* _Exercise brief_: Copy the data below line for line, with no changes.

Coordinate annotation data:
╭──

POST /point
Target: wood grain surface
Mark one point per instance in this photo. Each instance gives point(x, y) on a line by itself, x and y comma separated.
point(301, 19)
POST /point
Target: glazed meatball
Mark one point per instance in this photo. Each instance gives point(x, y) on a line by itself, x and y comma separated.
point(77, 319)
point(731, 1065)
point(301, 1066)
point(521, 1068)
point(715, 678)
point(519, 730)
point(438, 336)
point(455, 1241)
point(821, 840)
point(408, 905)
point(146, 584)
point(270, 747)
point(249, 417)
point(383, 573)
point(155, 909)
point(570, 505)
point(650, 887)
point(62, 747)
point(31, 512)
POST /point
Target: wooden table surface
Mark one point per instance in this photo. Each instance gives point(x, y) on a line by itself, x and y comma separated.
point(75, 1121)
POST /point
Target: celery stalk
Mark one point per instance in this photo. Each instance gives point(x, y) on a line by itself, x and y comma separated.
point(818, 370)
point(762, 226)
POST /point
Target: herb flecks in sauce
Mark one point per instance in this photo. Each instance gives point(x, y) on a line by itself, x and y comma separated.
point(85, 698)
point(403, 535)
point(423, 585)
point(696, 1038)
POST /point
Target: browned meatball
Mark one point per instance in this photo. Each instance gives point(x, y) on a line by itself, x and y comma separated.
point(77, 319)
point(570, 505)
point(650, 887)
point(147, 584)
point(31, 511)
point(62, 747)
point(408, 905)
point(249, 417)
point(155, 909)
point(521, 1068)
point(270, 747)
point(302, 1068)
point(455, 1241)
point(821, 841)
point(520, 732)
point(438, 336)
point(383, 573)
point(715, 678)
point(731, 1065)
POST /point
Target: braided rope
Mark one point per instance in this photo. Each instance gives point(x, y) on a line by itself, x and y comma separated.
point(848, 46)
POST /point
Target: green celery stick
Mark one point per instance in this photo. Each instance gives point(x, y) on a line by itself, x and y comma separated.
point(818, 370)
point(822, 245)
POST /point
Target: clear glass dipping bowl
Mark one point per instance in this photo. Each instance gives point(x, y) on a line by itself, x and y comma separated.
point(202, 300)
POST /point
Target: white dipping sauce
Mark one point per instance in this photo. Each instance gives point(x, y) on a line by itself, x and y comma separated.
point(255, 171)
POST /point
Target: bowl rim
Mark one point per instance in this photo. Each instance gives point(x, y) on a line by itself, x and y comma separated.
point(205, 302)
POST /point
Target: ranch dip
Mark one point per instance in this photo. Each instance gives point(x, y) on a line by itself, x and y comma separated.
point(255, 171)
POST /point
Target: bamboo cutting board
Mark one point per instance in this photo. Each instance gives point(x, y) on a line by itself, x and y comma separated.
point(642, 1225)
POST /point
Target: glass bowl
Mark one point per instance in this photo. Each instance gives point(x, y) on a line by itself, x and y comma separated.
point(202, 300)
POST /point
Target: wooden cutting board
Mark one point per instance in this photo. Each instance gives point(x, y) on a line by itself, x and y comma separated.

╰──

* _Answer in full_:
POST /point
Target: wood grain surface
Mark one point per instance in this photo. Each instance gives point(x, y) on a line by itself, x and y comma separated.
point(301, 19)
POST /point
Target: glazed meatball
Mark one point per instance in this photo. Each instance gives point(x, y) on a line by itself, x and y comma separated.
point(77, 319)
point(731, 1065)
point(301, 1066)
point(521, 1068)
point(715, 678)
point(519, 730)
point(438, 336)
point(455, 1241)
point(821, 840)
point(408, 905)
point(146, 584)
point(270, 747)
point(249, 417)
point(383, 573)
point(155, 909)
point(570, 505)
point(650, 887)
point(62, 747)
point(31, 512)
POST /point
Target: wooden table surface
Mark one point per instance in this photo. Each instance gives point(x, y) on a line by itself, x and y comma separated.
point(75, 1121)
POST /point
Target: celery stalk
Mark one point per instance in this photo. Each instance gives point(x, y) on a line by itself, x and y comma separated.
point(818, 370)
point(762, 226)
POST /point
Target: herb flecks in sauce
Mark one point per instance in this photo. Each instance gives point(x, y) on a line by itself, x and y comma separated.
point(85, 698)
point(403, 535)
point(423, 585)
point(696, 1038)
POST /point
Target: browned meatball
Mark one point per instance in this photo. Each instance gives point(x, y) on a line by itself, x and y comma separated.
point(77, 319)
point(570, 505)
point(650, 887)
point(147, 584)
point(31, 511)
point(62, 747)
point(408, 905)
point(249, 417)
point(155, 909)
point(521, 1068)
point(270, 747)
point(302, 1068)
point(455, 1241)
point(821, 841)
point(520, 732)
point(438, 336)
point(383, 573)
point(715, 678)
point(731, 1065)
POST /point
Target: braided rope
Mark one point per instance in this photo. Each instance gives point(x, y) on a line by itself, x and y comma separated.
point(848, 46)
POST /point
Target: green celery stick
Mark one point per instance in this photo. Each instance gives point(x, y) on a line by itself, x and y comma separated.
point(818, 370)
point(822, 245)
POST /point
Target: clear glass dipping bowl
Mark one point per instance in this photo. Each instance gives point(x, y) on a line by itself, x and y comma separated.
point(202, 300)
POST /point
Target: white dipping sauce
Mark one point per instance in this photo. Each instance gives point(x, y) on a line by itself, x and y comma separated.
point(255, 171)
POST /point
Target: bowl rim
Mark one point per instance in this photo. Each instance gives point(x, y) on a line by itself, x and y comma separated.
point(205, 302)
POST /point
Target: ranch dip
Mark one point per instance in this photo. Each instance gives point(x, y) on a line by itself, x and y comma separated.
point(255, 171)
POST /point
Target: bamboo cutting board
Mark one point per instance in this photo. Each instance gives point(x, y) on a line by itself, x and y comma separated.
point(642, 1225)
POST /point
Target: glass bowl
Mark one point per instance in this photo. Each instance gives point(x, y) on a line by itself, x and y comma separated.
point(202, 300)
POST /point
Target: wooden cutting board
Mark one point per instance in this photo. Each instance gives point(x, y) on a line by itself, x and y comma separated.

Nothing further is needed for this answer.